Write out the whole listing without a single alteration.

EXERCISE DATA Block Start

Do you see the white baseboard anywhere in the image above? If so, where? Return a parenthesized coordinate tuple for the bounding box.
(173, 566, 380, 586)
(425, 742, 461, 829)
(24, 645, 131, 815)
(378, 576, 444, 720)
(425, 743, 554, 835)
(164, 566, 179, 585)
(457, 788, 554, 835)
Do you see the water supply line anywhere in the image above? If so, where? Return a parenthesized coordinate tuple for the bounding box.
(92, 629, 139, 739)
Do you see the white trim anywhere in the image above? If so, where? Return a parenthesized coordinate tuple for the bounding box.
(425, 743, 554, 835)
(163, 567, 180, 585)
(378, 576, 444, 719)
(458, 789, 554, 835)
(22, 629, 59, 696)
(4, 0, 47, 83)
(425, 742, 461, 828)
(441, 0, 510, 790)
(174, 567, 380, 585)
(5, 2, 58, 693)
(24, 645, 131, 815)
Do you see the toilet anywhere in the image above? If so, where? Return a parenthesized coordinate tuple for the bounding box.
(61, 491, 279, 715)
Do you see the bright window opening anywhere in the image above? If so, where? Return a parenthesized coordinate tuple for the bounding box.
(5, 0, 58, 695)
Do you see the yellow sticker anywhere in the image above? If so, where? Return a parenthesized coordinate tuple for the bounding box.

EXERCISE DATA Block End

■ **SOLUTION TO THE PROBLEM**
Do you see the white baseboard anywhere in the image above? If so, where? Return a parenthesized coordinate tuple for the bounding box.
(173, 566, 380, 586)
(425, 742, 461, 829)
(24, 645, 131, 815)
(378, 576, 444, 720)
(425, 743, 554, 835)
(164, 566, 179, 585)
(457, 788, 554, 835)
Do you see the water supply line anywhere in the image above? If so, where? Return a parenthesized coordinate tuple for the bounding box.
(92, 629, 139, 739)
Do you see the white trim anywhere in the image above? If so, where? Return a parenthesized coordinate tuple for the bounding box.
(425, 743, 554, 835)
(163, 567, 180, 585)
(378, 576, 444, 719)
(458, 789, 554, 835)
(22, 629, 59, 696)
(4, 0, 47, 83)
(425, 742, 461, 828)
(441, 0, 510, 790)
(174, 567, 380, 585)
(5, 2, 58, 693)
(24, 645, 131, 815)
Do you see the toilet anywhere in the image above? If so, where? Return a parenthesized coordinate tuple for the bounding box.
(61, 491, 279, 715)
Do you see the bright window opening anywhere in the image above? If so, where? Return a parenthesized coordinate tuple for the bounding box.
(5, 0, 58, 695)
Do you see the yellow sticker anywhere in the image above? If so, where? Return a parenthesized coordinate tuple for the bounding box.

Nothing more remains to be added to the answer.